(BRANO SCELTO)
Tra il 1592 e il 1593 Stati realizzò la prima scultura in marmo di cui si ha notizia a Firenze: l’Inverno per Alessandro Acciaioli, nel suo giardino del casino di porta al Prato (Pegazzano, 2006, pp. 103 s.), poi collocato, dal 1608, insieme alle altre tre Stagioni che facevano parte di quell’arredo scultoreo (due scolpite da Caccini, una da Pietro Francavilla), sul ponte S. Trinita. Per l’Inverno, strettamente dipendente per la testa e il busto dal bronzo del cosiddetto Appennino che Bartolomeo Ammannati aveva eseguito per una vasca del giardino della villa di Castello, l’artista rifiutò di utilizzare il modello lasciato abbozzato da Taddeo Landini per realizzarne uno proprio (ibid.). Il fatto che in quest’occasione Stati appaia nuovamente occupato in un cantiere insieme a Caccini confermerebbe l’ipotesi della sua frequentazione della bottega del più famoso scultore.

(ESERCIZIO 1) Copia dal brano sull'Inverno di Stati il passo da "Tra il 1592" a "più famoso scultore.", senza cambiare nulla.
(ESERCIZIO 2) Prosegui il brano sull'Inverno di Stati a partire dalla sua ultima frase.

(ELENCO DEI DATI)
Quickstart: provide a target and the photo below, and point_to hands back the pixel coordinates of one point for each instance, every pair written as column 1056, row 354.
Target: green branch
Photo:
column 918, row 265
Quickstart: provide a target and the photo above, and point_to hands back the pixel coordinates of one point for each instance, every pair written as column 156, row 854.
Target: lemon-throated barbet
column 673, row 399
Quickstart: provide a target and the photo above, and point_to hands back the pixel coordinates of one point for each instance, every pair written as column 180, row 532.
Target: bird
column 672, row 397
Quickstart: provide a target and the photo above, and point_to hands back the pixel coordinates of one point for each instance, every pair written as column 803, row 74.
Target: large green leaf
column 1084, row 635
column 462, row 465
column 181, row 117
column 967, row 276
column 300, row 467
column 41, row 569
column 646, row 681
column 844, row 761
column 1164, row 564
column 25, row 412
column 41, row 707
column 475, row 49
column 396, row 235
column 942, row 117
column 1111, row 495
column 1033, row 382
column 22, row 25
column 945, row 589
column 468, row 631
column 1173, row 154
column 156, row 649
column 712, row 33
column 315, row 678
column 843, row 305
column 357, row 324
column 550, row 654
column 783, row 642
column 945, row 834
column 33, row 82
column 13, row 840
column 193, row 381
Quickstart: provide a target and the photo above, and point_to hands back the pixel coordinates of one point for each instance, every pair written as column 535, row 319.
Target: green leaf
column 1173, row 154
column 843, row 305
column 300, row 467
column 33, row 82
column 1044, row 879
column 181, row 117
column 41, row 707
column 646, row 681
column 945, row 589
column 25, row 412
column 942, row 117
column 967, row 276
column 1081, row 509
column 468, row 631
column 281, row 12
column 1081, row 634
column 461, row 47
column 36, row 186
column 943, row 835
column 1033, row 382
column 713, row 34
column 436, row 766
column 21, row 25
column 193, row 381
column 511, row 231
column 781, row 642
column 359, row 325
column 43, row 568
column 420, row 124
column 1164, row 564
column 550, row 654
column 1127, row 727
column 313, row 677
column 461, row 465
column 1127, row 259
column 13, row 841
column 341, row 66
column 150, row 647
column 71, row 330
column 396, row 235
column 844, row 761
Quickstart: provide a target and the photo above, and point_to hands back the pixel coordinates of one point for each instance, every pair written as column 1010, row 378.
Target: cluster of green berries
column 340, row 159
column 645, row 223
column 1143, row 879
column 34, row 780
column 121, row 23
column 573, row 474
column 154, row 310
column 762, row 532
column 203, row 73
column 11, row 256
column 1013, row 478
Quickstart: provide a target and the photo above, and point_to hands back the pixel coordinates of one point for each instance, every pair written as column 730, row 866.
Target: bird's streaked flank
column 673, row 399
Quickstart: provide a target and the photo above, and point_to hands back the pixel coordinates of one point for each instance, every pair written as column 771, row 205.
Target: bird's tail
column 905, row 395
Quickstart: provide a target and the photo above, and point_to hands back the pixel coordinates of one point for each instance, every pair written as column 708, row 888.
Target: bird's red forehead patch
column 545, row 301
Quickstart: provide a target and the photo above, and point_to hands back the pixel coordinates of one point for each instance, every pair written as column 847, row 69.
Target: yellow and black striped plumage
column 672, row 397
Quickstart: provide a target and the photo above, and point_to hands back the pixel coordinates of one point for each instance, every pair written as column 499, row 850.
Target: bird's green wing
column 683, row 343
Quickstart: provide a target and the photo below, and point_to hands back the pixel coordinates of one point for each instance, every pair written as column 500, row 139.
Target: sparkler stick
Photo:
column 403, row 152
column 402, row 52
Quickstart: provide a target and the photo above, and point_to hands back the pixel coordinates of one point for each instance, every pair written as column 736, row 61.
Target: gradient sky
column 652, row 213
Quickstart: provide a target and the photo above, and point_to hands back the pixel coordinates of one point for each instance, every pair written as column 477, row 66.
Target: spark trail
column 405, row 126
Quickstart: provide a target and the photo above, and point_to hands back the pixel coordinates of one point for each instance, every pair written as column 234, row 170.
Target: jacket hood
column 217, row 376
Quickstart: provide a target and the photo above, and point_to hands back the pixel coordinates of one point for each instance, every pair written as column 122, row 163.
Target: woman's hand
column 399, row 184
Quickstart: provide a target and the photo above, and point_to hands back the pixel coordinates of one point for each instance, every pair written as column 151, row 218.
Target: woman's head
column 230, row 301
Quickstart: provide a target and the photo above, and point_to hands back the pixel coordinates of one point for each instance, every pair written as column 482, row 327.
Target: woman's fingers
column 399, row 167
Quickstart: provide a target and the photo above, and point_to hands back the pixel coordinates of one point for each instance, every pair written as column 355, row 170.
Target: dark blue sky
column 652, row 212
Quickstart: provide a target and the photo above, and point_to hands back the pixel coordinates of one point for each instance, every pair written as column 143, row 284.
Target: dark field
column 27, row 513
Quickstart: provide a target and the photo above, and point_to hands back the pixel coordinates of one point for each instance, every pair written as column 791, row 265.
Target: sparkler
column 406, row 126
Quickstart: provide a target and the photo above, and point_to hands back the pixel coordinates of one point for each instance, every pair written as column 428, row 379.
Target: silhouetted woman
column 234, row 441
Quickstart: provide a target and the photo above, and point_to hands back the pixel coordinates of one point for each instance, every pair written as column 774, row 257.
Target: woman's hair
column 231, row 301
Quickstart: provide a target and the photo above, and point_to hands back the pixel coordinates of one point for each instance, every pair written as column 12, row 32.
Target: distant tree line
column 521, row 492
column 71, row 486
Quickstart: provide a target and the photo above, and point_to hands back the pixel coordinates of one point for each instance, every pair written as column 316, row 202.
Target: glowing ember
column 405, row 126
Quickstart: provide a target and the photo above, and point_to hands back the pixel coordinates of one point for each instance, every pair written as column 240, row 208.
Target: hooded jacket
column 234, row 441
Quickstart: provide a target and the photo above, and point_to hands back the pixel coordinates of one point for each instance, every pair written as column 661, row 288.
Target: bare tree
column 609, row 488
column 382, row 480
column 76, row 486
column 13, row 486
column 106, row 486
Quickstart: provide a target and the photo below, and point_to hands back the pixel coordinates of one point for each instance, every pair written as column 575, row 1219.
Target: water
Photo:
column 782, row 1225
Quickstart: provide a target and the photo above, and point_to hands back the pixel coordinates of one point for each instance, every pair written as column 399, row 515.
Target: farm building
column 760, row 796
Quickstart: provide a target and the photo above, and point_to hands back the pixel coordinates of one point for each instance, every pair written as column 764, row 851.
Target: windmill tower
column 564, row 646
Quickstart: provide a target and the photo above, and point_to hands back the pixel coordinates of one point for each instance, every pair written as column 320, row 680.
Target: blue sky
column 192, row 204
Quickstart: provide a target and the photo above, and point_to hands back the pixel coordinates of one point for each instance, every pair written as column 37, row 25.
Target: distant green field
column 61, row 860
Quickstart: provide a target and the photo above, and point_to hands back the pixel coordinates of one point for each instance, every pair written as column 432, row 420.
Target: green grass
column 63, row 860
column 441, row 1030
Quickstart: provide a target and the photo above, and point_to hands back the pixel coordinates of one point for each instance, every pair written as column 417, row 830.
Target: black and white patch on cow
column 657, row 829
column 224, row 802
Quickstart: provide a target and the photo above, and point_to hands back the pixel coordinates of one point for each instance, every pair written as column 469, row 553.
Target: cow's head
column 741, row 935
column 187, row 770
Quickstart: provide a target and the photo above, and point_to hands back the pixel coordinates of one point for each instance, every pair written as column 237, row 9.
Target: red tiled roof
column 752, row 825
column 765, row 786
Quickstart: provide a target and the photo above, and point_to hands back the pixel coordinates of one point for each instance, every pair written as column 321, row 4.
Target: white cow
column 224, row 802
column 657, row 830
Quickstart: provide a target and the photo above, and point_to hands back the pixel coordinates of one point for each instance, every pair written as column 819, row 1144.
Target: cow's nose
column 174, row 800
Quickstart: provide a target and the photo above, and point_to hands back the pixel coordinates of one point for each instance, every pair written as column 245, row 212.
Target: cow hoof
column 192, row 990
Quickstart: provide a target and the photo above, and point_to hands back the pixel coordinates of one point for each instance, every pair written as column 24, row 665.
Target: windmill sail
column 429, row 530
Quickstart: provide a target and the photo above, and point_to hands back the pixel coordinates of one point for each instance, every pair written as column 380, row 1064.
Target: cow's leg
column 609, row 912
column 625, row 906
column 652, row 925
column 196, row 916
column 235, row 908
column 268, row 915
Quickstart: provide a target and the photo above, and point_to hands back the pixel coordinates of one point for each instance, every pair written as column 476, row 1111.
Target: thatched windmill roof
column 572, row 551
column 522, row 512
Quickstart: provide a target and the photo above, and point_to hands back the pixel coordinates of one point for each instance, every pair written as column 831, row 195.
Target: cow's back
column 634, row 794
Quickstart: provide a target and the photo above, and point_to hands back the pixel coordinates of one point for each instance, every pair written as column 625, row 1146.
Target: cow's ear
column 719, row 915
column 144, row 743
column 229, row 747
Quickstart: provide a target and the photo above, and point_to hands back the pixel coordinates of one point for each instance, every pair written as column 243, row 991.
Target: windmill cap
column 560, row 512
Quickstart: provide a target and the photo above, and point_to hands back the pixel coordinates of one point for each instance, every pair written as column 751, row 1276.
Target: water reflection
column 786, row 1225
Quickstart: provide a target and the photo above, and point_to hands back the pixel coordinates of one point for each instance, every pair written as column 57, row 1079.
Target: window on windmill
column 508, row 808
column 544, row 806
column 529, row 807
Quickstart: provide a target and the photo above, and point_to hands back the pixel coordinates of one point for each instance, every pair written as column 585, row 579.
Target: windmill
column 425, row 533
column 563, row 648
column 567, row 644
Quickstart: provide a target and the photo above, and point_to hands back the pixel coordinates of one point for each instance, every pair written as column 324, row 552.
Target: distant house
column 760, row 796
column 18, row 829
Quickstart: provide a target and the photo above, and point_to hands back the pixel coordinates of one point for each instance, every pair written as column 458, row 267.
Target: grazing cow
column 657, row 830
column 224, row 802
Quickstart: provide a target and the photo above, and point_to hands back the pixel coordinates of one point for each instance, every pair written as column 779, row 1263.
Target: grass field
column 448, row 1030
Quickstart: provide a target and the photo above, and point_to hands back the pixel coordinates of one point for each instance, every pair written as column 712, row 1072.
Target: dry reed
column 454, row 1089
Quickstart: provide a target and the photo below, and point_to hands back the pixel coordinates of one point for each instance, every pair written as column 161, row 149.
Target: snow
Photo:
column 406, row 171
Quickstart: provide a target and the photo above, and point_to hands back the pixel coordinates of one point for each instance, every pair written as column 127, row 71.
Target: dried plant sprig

(RISPOSTA 1)
Tra il 1592 e il 1593 Stati realizzò la prima scultura in marmo di cui si ha notizia a Firenze: l’Inverno per Alessandro Acciaioli, nel suo giardino del casino di porta al Prato (Pegazzano, 2006, pp. 103 s.), poi collocato, dal 1608, insieme alle altre tre Stagioni che facevano parte di quell’arredo scultoreo (due scolpite da Caccini, una da Pietro Francavilla), sul ponte S. Trinita. Per l’Inverno, strettamente dipendente per la testa e il busto dal bronzo del cosiddetto Appennino che Bartolomeo Ammannati aveva eseguito per una vasca del giardino della villa di Castello, l’artista rifiutò di utilizzare il modello lasciato abbozzato da Taddeo Landini per realizzarne uno proprio (ibid.). Il fatto che in quest’occasione Stati appaia nuovamente occupato in un cantiere insieme a Caccini confermerebbe l’ipotesi della sua frequentazione della bottega del più famoso scultore.

(RISPOSTA 2)
Qualche anno più tardi, nel 1598 e nel 1599, Cristofano restaurò diversi pezzi antichi della collezione di Jacopo Corsi (Pegazzano, 2010, p. 35), committente per il quale stava lavorando in quel momento anche Caccini, procurandogli inoltre un quadro con un Baccanale di Andrea Boscoli (ibid.). L’attività dello scultore per Corsi, vicino in questi anni anche a Virginio Orsini, culminò nel 1601 con la realizzazione dell’Orfeo, oggi al Metropolitan Museum di New York, nato per celebrare l’attivo coinvolgimento di Corsi, noto musicofilo, nella creazione e messa in scena della prima opera in musica, l’Euridice di Jacopo Peri e Giulio Caccini (Pegazzano, 2009; Ead., 2010, pp. 13-26). Esposto nel casino di Corsi in via del Parione, l’Orfeo riafferma da un lato la vicinanza di Stati a Caccini nel modellato morbido, dalla muscolatura poco rilevata, simile all’Apollo restaurato da Caccini agli Uffizi di Firenze, e dall’altro un suo primo avvicinamento alla bottega giambolognesca, essendo la figura debitrice, per la posa, all’Orfeo di Francavilla per Girolamo Gondi, oggi al Louvre di Parigi (Avery, 2001, p. 323).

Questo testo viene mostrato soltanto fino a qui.